■ Task brief: Return the data exactly, with all pictures removed.

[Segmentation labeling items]
----

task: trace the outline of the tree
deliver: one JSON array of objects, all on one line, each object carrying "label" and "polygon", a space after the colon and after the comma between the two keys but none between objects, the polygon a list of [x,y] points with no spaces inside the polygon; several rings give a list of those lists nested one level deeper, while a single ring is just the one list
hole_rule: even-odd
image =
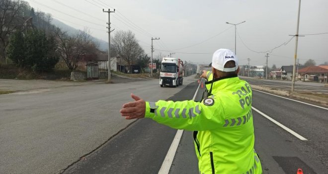
[{"label": "tree", "polygon": [[20,0],[0,0],[0,60],[5,58],[9,35],[21,27],[21,12],[26,2]]},{"label": "tree", "polygon": [[37,29],[23,34],[17,31],[10,38],[7,52],[9,58],[21,68],[36,72],[51,70],[59,60],[53,37],[47,38]]},{"label": "tree", "polygon": [[328,65],[328,62],[325,62],[323,64],[320,64],[320,65]]},{"label": "tree", "polygon": [[69,36],[67,32],[62,32],[59,28],[54,29],[53,32],[60,57],[70,70],[76,69],[83,55],[94,54],[97,49],[98,46],[92,40],[86,28],[73,36]]},{"label": "tree", "polygon": [[29,30],[25,36],[27,66],[36,72],[49,71],[59,60],[53,37],[47,38],[42,30]]},{"label": "tree", "polygon": [[143,69],[148,67],[148,64],[150,62],[150,59],[151,57],[146,54],[139,56],[137,60],[137,64],[140,66],[143,73],[144,73]]},{"label": "tree", "polygon": [[25,65],[26,49],[23,33],[17,31],[11,35],[7,48],[8,58],[18,67],[22,68]]},{"label": "tree", "polygon": [[137,58],[144,54],[144,50],[134,34],[130,30],[116,32],[112,37],[111,42],[113,50],[127,63],[129,67],[135,63]]},{"label": "tree", "polygon": [[315,62],[314,60],[310,59],[305,62],[304,65],[306,66],[316,66],[316,62]]}]

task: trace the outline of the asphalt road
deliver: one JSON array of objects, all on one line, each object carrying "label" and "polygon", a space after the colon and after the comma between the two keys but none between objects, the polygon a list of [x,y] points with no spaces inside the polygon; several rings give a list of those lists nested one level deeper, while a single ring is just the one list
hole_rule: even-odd
[{"label": "asphalt road", "polygon": [[[172,100],[190,99],[197,86],[190,84],[174,95]],[[201,93],[202,89],[196,100]],[[252,105],[255,148],[260,156],[263,173],[295,174],[299,168],[304,174],[327,173],[327,109],[256,90],[253,90]],[[307,140],[300,140],[255,109]],[[65,173],[157,173],[176,131],[148,119],[139,120],[131,126]],[[183,132],[169,174],[198,173],[193,143],[192,132]]]},{"label": "asphalt road", "polygon": [[[287,81],[273,81],[265,79],[256,79],[247,77],[242,77],[249,83],[250,85],[260,86],[269,87],[272,89],[280,89],[291,91],[292,82]],[[320,93],[328,95],[328,87],[325,87],[325,84],[302,81],[295,82],[294,90],[299,92]]]},{"label": "asphalt road", "polygon": [[[56,87],[33,81],[27,90],[0,95],[0,173],[60,173],[132,122],[119,112],[131,93],[165,99],[194,81],[185,78],[176,88],[161,88],[158,80],[74,86],[51,82]],[[26,85],[1,82],[10,87]]]},{"label": "asphalt road", "polygon": [[[127,121],[118,111],[131,100],[131,92],[151,101],[191,99],[198,84],[193,78],[185,82],[190,85],[177,88],[160,88],[154,80],[1,95],[0,171],[157,173],[176,130],[148,119]],[[298,168],[304,174],[327,173],[327,110],[253,92],[255,149],[263,173],[295,174]],[[256,110],[308,140],[300,140]],[[198,174],[194,153],[192,133],[184,131],[169,173]]]}]

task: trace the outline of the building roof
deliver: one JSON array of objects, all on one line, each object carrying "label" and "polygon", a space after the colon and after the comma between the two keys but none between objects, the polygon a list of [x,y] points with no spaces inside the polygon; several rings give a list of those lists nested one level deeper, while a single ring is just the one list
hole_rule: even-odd
[{"label": "building roof", "polygon": [[[306,66],[304,66],[304,65],[301,65],[301,66],[298,66],[298,69],[299,69],[299,72],[300,71],[300,69],[304,68],[306,67]],[[293,68],[294,68],[294,66],[293,65],[290,65],[290,66],[283,66],[281,67],[281,71],[285,71],[286,73],[292,73],[293,72]],[[296,67],[297,68],[297,67]]]},{"label": "building roof", "polygon": [[328,69],[318,66],[312,66],[298,70],[298,73],[302,74],[307,73],[328,73]]},{"label": "building roof", "polygon": [[324,68],[325,69],[328,69],[328,65],[319,65],[318,67]]}]

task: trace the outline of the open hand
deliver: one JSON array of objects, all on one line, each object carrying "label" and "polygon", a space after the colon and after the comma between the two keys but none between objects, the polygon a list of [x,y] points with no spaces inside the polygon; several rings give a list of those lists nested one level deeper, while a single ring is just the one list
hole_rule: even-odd
[{"label": "open hand", "polygon": [[120,110],[121,115],[128,120],[145,117],[146,102],[133,93],[131,93],[131,97],[135,101],[123,104],[123,108]]},{"label": "open hand", "polygon": [[207,79],[207,71],[203,70],[202,71],[202,74],[200,75],[200,78],[203,78],[205,79]]}]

----

■ Output for this task:
task: trace the outline of the tree
deliver: one JSON array of objects, all on one line, each object carrying "label" and "polygon", a space after the colon and after the comma between the two keys but none between objects, the polygon a list of [x,y] points with no spaces inside the polygon; several rings give a list of those lists nested one level deeper, while a single ring is just the one list
hole_rule: even-odd
image =
[{"label": "tree", "polygon": [[20,0],[0,0],[0,60],[5,58],[9,35],[21,27],[21,12],[26,2]]},{"label": "tree", "polygon": [[37,29],[23,34],[17,31],[10,38],[7,52],[9,58],[21,68],[36,72],[51,70],[59,60],[53,37],[47,38]]},{"label": "tree", "polygon": [[328,65],[328,62],[325,62],[323,64],[320,64],[320,65]]},{"label": "tree", "polygon": [[69,36],[67,32],[62,32],[59,28],[54,29],[53,32],[60,57],[70,70],[76,69],[83,55],[94,54],[97,49],[98,46],[92,40],[86,28],[73,36]]},{"label": "tree", "polygon": [[29,30],[25,36],[27,66],[36,72],[49,71],[59,60],[53,37],[47,38],[42,30]]},{"label": "tree", "polygon": [[143,69],[148,67],[148,64],[150,62],[150,59],[151,57],[146,54],[139,56],[137,60],[137,64],[140,66],[143,73],[144,73]]},{"label": "tree", "polygon": [[25,65],[26,49],[23,33],[17,31],[11,35],[7,48],[8,58],[18,67],[22,68]]},{"label": "tree", "polygon": [[137,58],[144,54],[144,50],[134,34],[130,30],[116,32],[112,37],[111,42],[113,50],[127,63],[129,67],[135,63]]},{"label": "tree", "polygon": [[315,62],[314,60],[310,59],[305,62],[304,65],[306,66],[316,66],[316,62]]}]

task: trace the outline of the asphalt road
deliver: one JSON array of objects, all on one line, each object carrying "label" and "polygon", a space after the colon and after the comma between the two keys but none between objects, the polygon a list of [x,y] points with no spaces inside the polygon; several rings give a list of those lists nested one level deeper, while a single ring is just the one list
hole_rule: even-odd
[{"label": "asphalt road", "polygon": [[[172,100],[190,99],[197,86],[190,84],[174,95]],[[201,93],[202,89],[196,100]],[[252,105],[255,148],[260,156],[263,173],[295,174],[299,168],[304,174],[327,173],[327,109],[256,90],[253,90]],[[307,140],[300,140],[255,109]],[[65,173],[157,173],[176,131],[148,119],[139,120],[131,126]],[[183,132],[169,174],[198,173],[193,143],[192,132]]]},{"label": "asphalt road", "polygon": [[[287,81],[273,81],[265,79],[256,79],[247,77],[242,77],[249,83],[250,85],[260,86],[269,87],[272,89],[280,89],[291,91],[292,82]],[[320,93],[328,95],[328,87],[325,87],[325,84],[302,81],[295,82],[294,90],[299,92]]]},{"label": "asphalt road", "polygon": [[[56,87],[33,81],[27,90],[0,95],[0,173],[60,173],[132,122],[119,112],[131,93],[165,99],[194,81],[185,78],[176,88],[161,88],[158,80],[74,86],[51,82]],[[26,85],[1,82],[10,87]]]},{"label": "asphalt road", "polygon": [[[127,121],[118,111],[131,100],[131,92],[151,101],[191,99],[198,84],[193,78],[185,82],[190,85],[177,88],[160,88],[154,80],[1,95],[0,171],[157,173],[176,130],[148,119]],[[298,168],[304,174],[327,173],[327,110],[253,92],[255,149],[263,173],[295,174]],[[256,110],[308,140],[300,140]],[[198,174],[194,153],[192,133],[184,131],[169,173]]]}]

task: trace the outline of the building roof
deliver: one JSON array of objects, all on one line, each object carrying "label" and "polygon", a space after the colon and after the comma between the two keys but none between objects, the polygon a list of [x,y] points with no spaces inside the polygon; several rings give a list of those lists nested one level deeper, while a single ring is just the one list
hole_rule: even-odd
[{"label": "building roof", "polygon": [[[306,66],[304,66],[304,65],[301,65],[301,66],[298,66],[298,69],[299,69],[299,72],[300,71],[300,69],[304,68],[306,67]],[[293,68],[294,68],[294,66],[293,65],[290,65],[290,66],[283,66],[281,67],[281,71],[285,71],[286,73],[292,73],[293,72]],[[296,67],[297,68],[297,67]]]},{"label": "building roof", "polygon": [[328,69],[318,66],[312,66],[298,70],[298,73],[302,74],[307,73],[328,73]]},{"label": "building roof", "polygon": [[324,68],[325,69],[328,69],[328,65],[319,65],[318,67]]}]

task: trace the outline of the open hand
deliver: one JSON array of objects, all on one line, each object carrying "label" and "polygon", a space after the colon and after the comma between the two keys but none between objects, the polygon a list of [x,y] points with no spaces inside the polygon; several rings give a list of those lists nested one level deeper, while a single ring is just the one list
hole_rule: even-odd
[{"label": "open hand", "polygon": [[120,110],[121,115],[128,120],[145,117],[146,102],[133,93],[131,93],[131,97],[135,101],[123,104],[123,108]]},{"label": "open hand", "polygon": [[207,79],[207,71],[203,70],[202,71],[202,74],[200,75],[200,78],[203,78],[205,79]]}]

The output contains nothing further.